Énoncé 1: D'après l'audition sur le RER, quel taux de régularité la ligne A a-t-elle atteint en moyenne annuelle ?
Énoncé 2: Poursuivez l'audition sur le RER après sa dernière phrase.

Réunion du 18 janvier 2012 à 17h00
Commission d'enquête relative aux modalités, au financement et à l'impact sur l'environnement du projet de rénovation du réseau express régional d'Île-de-france

Pierre Mongin :

C'est pour moi un honneur que de venir apporter à la représentation nationale la vision de notre entreprise publique sur le réseau express régional d'Île-de-France. L'enjeu est en effet considérable.

La RATP remplit, sur 79 kilomètres et 35 gares de la ligne A et 40 kilomètres et 31 gares de la ligne B, une double tâche de gestionnaire d'infrastructure et d'opérateur de transport – les deux missions étant séparées depuis le 1er janvier 2012 en application de la loi relative à l'organisation et à la régulation des transports ferroviaires. Nous sommes parfaitement conscients de la responsabilité qui nous incombe du fait de la densité exceptionnelle du trafic sur ces lignes, ainsi que des insuffisances et des lacunes du service que nous offrons actuellement à nos voyageurs, malgré d'immenses efforts que je vais essayer de résumer.

Depuis mon arrivée à la tête de la RATP en 2006, mes deux priorités opérationnelles majeures furent le bon fonctionnement des lignes A et B du RER et celui de la ligne 13 du métro. Avec 6 millions de passagers quotidiens, le métro est un sujet de fierté pour l'Île-de-France, qui a servi, au point de vue de la technique, de la sécurité et de la réglementation, de modèle pour le RER : il s'agissait de faire passer des trains dans la zone dense de l'Ile-de-France, à de hautes fréquences, en assurant la connexion avec le réseau ferré national et en évitant les ruptures de charge. La juxtaposition des systèmes d'exploitation fut une vraie bonne idée, qui permit l'optimisation des infrastructures ferroviaires et une coopération entre les deux opérateurs tant au plan de la technique qu'au plan de la sécurité.

Cette mécanique a parfaitement fonctionné jusqu'il y a dix ans. Ce qui l'a déréglée, c'est l'accroissement considérable de la fréquentation du réseau de transports publics en Île-de-France, qui a contraint les deux opérateurs à livrer une course contre la montre permanente. Pour la seule année 2011, la fréquentation des lignes A et B du RER a augmenté de 2,6 %, ce qui représente 12 millions de passagers supplémentaires pour la seule partie RATP. Néanmoins, nous avons réussi à améliorer le taux de régularité des trains, qui s'est accru, en moyenne annuelle, de 3 points sur la ligne A et de 1 point sur la ligne B, pour atteindre respectivement 86 % et 85 %. Malgré les critiques – légitimes – formulées par un certain nombre de voyageurs, et même s'ils ne me satisfont pas, ces résultats montrent que nous sommes parvenus à stabiliser le dispositif.

Données sources:
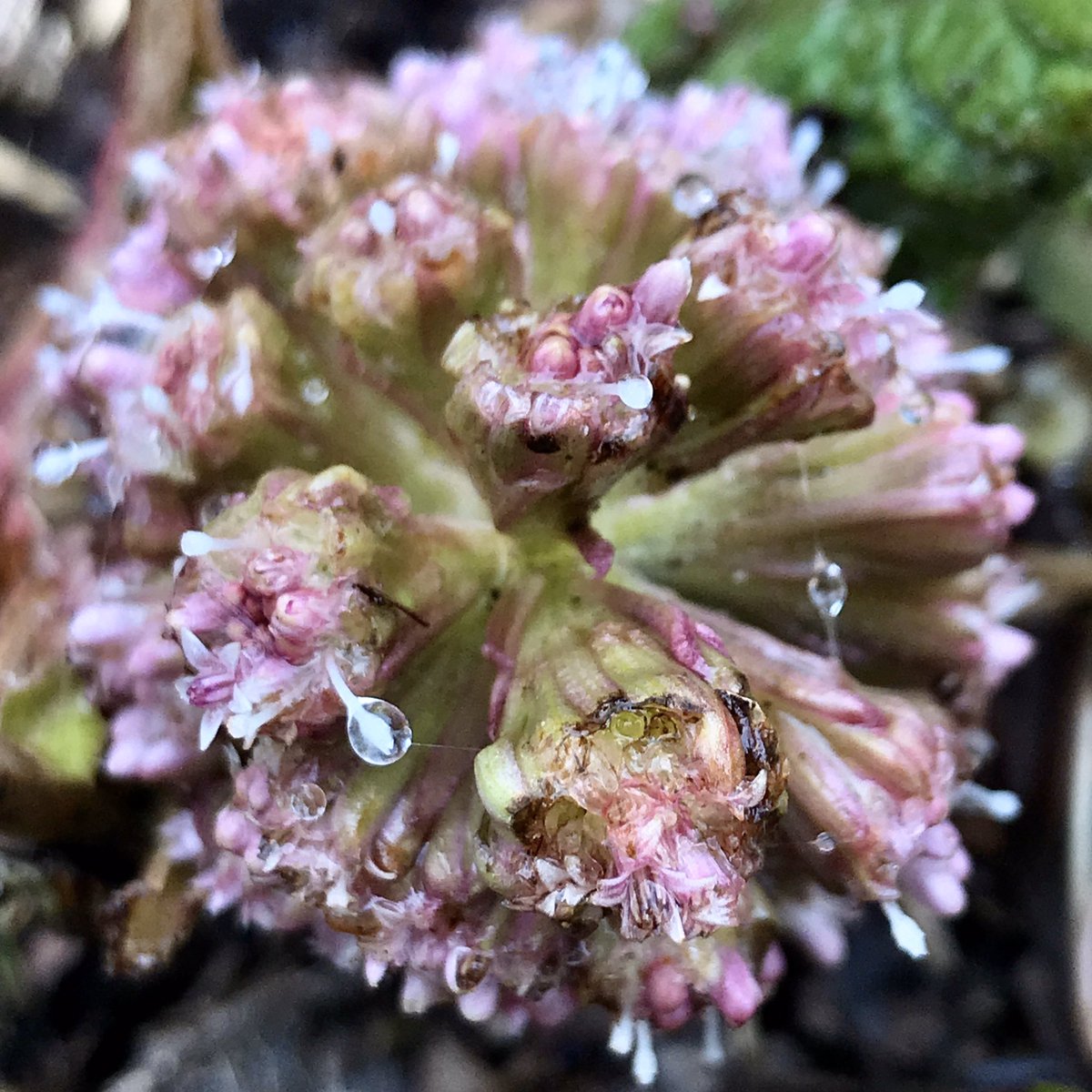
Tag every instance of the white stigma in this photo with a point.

Réponse 1: 86 %.

Réponse 2:
Je pense qu'on a fait peser sur ces deux lignes une responsabilité excessive. Les lignes A et B du RER sont structurantes : la croix qu'elles forment supporte l'essentiel des déplacements quotidiens des Franciliens. En dix ans, la fréquentation de la ligne B a augmenté de 35 %, celle de la branche de Chessy de la ligne A de 43 %. Lorsqu'à la demande du STIF, nous avons renforcé en 2008 la desserte des branches de Cergy et de Poissy, afin que les trains puissent circuler avec un intervalle de 3 minutes 20 en heures creuses sur le tronçon central de la ligne A, nous avons dès lors utilisé le dernier potentiel d'élasticité dont nous disposions ; il est désormais impossible de rattraper un incident quelconque sur le programme de transport, sans que cela ait des répercussions sur les voyageurs.

D'une manière générale, le rôle des deux lignes a été de pallier les insuffisances graves de l'aménagement francilien depuis 30 ans. Je pense que la tension actuelle est liée au déséquilibre existant entre la progression considérable de l'habitat à l'est et l'accélération des programmes d'emploi à l'ouest. En 1975, Marne-la-Vallée comptait 100 000 habitants ; on en escompte 350 000 à l'échéance 2020. À La Défense, ce sont 150 000 salariés qui travaillent aujourd'hui dans les tours ; dix projets majeurs vont amener 30 000 à 40 000 emplois supplémentaires d'ici à 5 ans, ce qui fera tache d'huile sur Nanterre, Rueil, Bezons et La Garenne-Colombes, des communes qui accueillent un nombre croissant de salariés. Ce phénomène de balancier entre l'Est et l'Ouest provoque un déséquilibre de la ligne entre le matin et le soir.

Les précédents gouvernements avaient veillé à conserver des marges de manoeuvre. En 1997, on avait décidé d'acheter des rames à deux niveaux, les MI 2N, afin de soulager la pression sur les trains. Le seul grand projet de transports depuis 30 ans, la décision prise par Michel Rocard de créer la ligne 14, a permis de soulager une partie de la ligne A. Enfin, on a décidé de prolonger par étapes la ligne E du RER, ce qui a apporté de l'oxygène. Mon sentiment est que l'on est revenu aujourd'hui à la case départ : l'effet positif de ces investissements a été annihilé par la croissance.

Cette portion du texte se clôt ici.